Source material —
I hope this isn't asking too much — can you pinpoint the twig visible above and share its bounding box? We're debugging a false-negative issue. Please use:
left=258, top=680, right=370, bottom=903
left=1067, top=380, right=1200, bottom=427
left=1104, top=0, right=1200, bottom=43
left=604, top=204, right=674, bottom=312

What is required —
Reproduce all of the rows above, changing "twig" to "branch" and leaving every other part unaltered.

Correct answer —
I hope this isn't asking too much — can you pinpoint the branch visible above and share its bounding box? We're debugging a false-negative issue. Please use:
left=258, top=680, right=370, bottom=903
left=1067, top=380, right=1200, bottom=427
left=1104, top=0, right=1200, bottom=43
left=604, top=204, right=674, bottom=312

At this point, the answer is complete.